### WRITTEN REQUEST
Begin at the line that has "point: yellow line" and stop after the last line of the items, then rewrite every one of those lines, rescaling each coordinate in the answers by 1.15 and rounding to whole numbers with halves going up. Coordinates elsewhere in the lines, including those in the format samples, stay unchanged.

[Extracted data entries]
────

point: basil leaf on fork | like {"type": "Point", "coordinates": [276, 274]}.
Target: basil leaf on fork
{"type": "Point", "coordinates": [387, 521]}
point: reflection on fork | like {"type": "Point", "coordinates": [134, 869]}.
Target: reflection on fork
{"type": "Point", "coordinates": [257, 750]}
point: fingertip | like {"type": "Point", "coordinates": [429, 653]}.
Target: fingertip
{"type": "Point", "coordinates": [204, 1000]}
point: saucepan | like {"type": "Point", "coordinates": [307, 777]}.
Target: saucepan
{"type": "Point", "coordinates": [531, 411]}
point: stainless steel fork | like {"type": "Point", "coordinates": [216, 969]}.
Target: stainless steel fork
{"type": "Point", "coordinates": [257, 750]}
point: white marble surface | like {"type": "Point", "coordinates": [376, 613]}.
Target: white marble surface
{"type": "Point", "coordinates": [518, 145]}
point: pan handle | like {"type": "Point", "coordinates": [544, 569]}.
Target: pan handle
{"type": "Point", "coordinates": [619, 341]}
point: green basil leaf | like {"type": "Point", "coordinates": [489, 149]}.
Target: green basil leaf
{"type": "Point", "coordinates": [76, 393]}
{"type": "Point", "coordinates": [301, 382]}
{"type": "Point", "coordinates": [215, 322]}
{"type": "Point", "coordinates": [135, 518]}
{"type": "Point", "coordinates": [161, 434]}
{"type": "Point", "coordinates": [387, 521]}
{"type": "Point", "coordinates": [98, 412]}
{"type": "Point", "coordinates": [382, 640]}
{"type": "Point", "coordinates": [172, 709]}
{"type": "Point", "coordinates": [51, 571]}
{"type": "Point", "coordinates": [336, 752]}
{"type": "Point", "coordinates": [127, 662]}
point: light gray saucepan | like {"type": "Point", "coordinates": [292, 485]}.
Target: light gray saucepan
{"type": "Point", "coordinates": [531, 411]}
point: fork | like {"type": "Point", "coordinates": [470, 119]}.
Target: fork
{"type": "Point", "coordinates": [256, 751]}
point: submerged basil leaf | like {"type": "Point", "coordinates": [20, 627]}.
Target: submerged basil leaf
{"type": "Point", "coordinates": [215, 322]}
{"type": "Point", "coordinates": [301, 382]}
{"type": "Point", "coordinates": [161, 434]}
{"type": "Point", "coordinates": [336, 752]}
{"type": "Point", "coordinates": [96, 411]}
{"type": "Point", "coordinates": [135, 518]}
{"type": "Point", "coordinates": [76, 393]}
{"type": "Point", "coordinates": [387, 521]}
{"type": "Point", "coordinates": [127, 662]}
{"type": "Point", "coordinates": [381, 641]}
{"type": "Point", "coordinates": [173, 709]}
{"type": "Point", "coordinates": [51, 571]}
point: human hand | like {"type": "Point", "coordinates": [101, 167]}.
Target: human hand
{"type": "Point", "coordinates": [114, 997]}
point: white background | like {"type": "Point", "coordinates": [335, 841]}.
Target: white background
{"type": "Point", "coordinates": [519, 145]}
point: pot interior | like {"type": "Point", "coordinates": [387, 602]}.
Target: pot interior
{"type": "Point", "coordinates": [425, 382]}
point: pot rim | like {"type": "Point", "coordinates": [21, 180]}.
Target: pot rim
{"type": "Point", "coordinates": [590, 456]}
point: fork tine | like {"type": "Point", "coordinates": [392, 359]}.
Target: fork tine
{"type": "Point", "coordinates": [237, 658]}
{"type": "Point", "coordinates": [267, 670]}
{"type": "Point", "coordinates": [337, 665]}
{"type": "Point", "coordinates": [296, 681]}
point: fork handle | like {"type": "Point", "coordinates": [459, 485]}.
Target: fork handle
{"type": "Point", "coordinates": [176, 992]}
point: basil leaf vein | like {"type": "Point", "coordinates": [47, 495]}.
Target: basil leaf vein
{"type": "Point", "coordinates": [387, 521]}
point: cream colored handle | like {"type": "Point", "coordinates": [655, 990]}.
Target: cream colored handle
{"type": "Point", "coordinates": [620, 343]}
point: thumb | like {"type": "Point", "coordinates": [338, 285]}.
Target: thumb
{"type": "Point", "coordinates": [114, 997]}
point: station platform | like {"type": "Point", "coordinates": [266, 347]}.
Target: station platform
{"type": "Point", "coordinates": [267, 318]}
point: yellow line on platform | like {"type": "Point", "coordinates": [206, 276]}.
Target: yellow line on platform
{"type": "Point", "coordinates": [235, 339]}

────

### SOLUTION TO THIS TASK
point: yellow line on platform | like {"type": "Point", "coordinates": [206, 276]}.
Target: yellow line on platform
{"type": "Point", "coordinates": [270, 390]}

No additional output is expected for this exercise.